- [EXERCISE TASK]:
Please print the rows without any changes, from the line with "Spot white head" to the line with "370, 332, 465, 439", both included.

- [DATA FOR THE TASK]:
━━━━━━━━

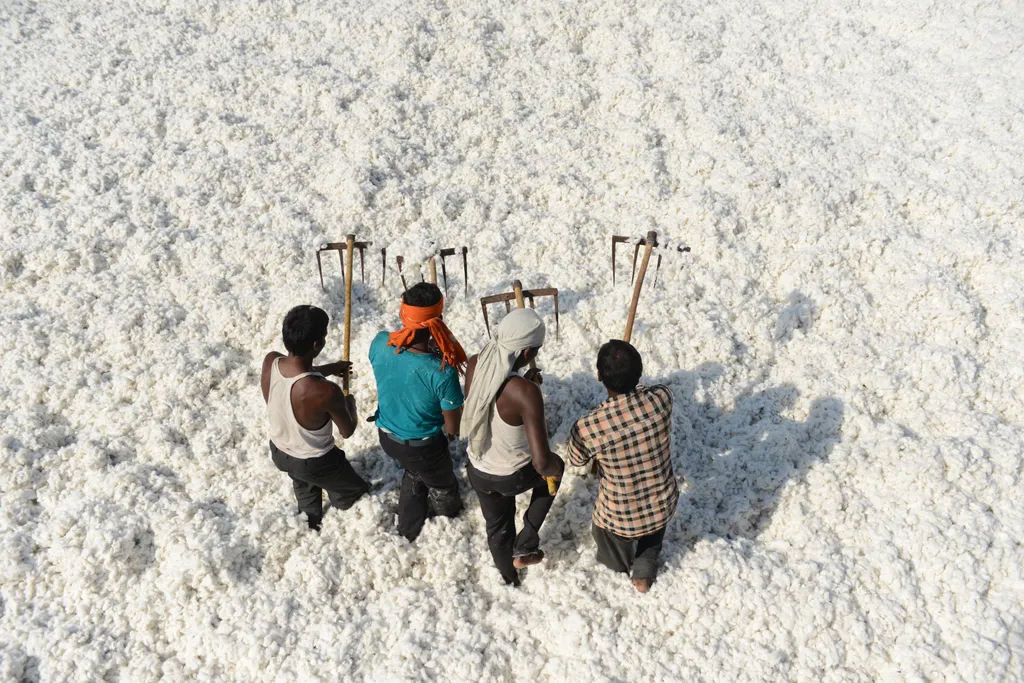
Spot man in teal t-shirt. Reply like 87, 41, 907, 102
370, 283, 466, 541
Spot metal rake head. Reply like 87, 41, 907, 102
611, 230, 690, 285
316, 242, 373, 290
381, 247, 469, 299
480, 280, 558, 341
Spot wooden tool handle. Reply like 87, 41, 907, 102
341, 234, 355, 396
512, 280, 537, 370
623, 230, 657, 342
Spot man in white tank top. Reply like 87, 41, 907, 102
462, 308, 565, 586
260, 306, 370, 530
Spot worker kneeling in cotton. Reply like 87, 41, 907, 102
370, 283, 466, 541
462, 308, 565, 586
260, 306, 370, 530
566, 340, 679, 593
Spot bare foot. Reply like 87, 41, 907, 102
633, 579, 654, 593
512, 550, 544, 569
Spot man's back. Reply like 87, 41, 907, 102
566, 385, 679, 538
370, 332, 463, 439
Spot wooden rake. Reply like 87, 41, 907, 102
590, 230, 690, 474
611, 230, 690, 287
381, 247, 469, 299
611, 230, 690, 342
316, 239, 373, 290
480, 280, 558, 350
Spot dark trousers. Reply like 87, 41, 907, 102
377, 430, 462, 541
466, 463, 555, 586
270, 441, 370, 529
592, 524, 665, 579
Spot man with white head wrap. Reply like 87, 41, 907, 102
460, 308, 565, 586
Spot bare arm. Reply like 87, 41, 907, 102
259, 351, 284, 403
506, 379, 565, 476
324, 382, 358, 438
464, 354, 479, 398
313, 360, 352, 377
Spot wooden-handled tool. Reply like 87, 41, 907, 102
341, 234, 355, 396
512, 280, 537, 370
623, 230, 657, 342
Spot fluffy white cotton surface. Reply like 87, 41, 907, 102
0, 0, 1024, 682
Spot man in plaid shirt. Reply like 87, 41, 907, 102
566, 340, 679, 593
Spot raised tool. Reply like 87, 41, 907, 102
480, 280, 558, 340
316, 234, 373, 290
381, 247, 469, 298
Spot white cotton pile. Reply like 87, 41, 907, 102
0, 0, 1024, 683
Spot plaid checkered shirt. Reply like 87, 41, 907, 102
565, 385, 679, 539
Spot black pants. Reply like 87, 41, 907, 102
592, 524, 665, 579
270, 441, 370, 529
466, 463, 555, 586
377, 430, 462, 541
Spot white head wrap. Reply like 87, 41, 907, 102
459, 308, 545, 456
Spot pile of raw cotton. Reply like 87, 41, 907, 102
0, 0, 1024, 682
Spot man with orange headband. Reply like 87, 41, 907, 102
370, 283, 466, 541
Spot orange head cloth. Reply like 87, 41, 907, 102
387, 299, 466, 373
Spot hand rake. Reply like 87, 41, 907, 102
611, 230, 690, 286
611, 230, 690, 342
381, 247, 469, 299
316, 234, 373, 290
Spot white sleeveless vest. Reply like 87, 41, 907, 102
266, 358, 334, 460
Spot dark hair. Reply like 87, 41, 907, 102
281, 306, 331, 355
597, 339, 643, 393
401, 283, 441, 344
401, 283, 441, 308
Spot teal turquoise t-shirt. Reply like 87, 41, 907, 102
370, 332, 465, 439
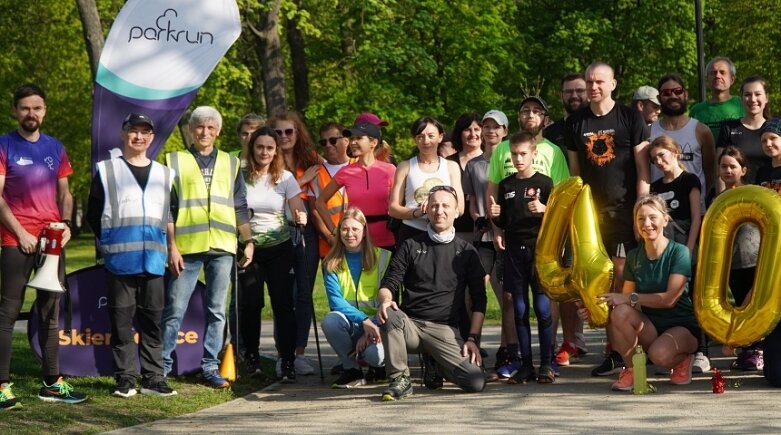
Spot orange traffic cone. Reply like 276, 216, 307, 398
220, 343, 236, 382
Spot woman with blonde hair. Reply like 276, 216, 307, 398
322, 208, 391, 388
578, 195, 700, 391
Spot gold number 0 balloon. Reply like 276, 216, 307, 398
694, 186, 781, 346
534, 177, 613, 326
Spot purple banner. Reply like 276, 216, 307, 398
27, 266, 206, 376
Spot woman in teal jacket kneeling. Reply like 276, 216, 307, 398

━━━━━━━━

- [CORRECT OUTPUT]:
Spot white head wrap. Reply like 87, 41, 907, 102
459, 308, 545, 456
Spot pile of raw cotton. Reply like 87, 41, 907, 102
0, 0, 1024, 682
Spot man with orange headband. Reply like 87, 41, 907, 102
370, 283, 466, 541
Spot orange head cloth. Reply like 87, 41, 907, 102
387, 299, 466, 373
Spot hand rake. Reply like 87, 41, 907, 102
611, 230, 690, 286
611, 230, 690, 342
381, 247, 469, 299
316, 234, 373, 290
Spot white sleeveless vest. Reply like 87, 41, 907, 102
266, 358, 334, 460
Spot dark hair. Reply like 87, 41, 907, 102
281, 306, 331, 355
597, 339, 643, 393
401, 283, 441, 344
401, 283, 441, 308
Spot teal turquoise t-shirt. Reply like 87, 41, 907, 102
370, 332, 465, 439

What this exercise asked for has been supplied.